THE DATA
■ ■ ■
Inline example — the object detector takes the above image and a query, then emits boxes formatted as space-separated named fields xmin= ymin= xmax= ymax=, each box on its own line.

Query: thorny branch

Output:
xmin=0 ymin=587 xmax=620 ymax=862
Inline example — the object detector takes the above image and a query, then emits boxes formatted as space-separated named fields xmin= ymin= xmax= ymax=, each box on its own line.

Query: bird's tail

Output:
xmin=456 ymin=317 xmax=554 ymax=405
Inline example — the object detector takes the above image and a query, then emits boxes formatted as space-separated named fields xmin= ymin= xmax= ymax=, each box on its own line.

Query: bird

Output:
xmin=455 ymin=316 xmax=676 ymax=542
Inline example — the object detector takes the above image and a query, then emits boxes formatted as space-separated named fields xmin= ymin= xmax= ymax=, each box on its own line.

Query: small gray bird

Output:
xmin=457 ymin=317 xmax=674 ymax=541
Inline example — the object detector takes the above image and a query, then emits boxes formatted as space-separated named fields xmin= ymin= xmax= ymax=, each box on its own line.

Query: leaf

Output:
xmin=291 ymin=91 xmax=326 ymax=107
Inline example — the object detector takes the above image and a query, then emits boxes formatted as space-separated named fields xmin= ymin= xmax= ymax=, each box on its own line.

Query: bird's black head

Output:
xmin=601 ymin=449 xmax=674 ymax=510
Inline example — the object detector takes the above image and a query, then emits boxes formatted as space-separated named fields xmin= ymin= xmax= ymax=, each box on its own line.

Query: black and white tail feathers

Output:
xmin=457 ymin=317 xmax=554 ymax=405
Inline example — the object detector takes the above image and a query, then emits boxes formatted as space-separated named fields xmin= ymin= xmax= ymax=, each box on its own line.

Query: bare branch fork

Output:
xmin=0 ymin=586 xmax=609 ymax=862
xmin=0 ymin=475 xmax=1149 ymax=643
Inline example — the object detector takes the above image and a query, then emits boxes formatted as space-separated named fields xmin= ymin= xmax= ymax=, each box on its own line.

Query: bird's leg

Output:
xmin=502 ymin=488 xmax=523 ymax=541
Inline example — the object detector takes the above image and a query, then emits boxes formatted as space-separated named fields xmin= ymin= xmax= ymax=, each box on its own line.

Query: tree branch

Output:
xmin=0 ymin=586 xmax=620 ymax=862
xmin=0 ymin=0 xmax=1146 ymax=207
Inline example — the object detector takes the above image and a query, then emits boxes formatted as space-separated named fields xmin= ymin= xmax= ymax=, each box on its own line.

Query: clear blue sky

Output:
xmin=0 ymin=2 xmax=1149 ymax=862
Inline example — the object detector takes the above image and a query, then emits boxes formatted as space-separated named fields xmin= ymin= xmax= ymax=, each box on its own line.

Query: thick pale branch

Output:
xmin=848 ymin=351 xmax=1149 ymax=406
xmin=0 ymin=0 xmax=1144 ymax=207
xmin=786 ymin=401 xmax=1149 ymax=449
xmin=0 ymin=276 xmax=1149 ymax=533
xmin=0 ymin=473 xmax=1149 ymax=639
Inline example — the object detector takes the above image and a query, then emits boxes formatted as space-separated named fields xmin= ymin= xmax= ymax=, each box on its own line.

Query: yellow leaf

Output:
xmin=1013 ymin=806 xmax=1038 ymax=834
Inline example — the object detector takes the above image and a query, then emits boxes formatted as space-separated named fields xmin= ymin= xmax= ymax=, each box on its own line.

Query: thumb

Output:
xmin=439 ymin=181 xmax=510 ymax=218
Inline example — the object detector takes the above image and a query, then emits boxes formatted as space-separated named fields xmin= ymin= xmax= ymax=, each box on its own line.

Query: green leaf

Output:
■ ■ ■
WHAT YOU ARE ASKED TO DO
Copy the items from their first line through the line containing "xmin=0 ymin=587 xmax=620 ymax=862", substituting "spiny twig" for "thorny branch" and leaving everything else unchanged.

FINAL ANSWER
Inline example — the object detector takes the above image and a query, then emits boxes formatted as space-separated named fields xmin= ymin= xmax= ymax=, each box on its own line.

Query: spiny twig

Output:
xmin=0 ymin=587 xmax=620 ymax=862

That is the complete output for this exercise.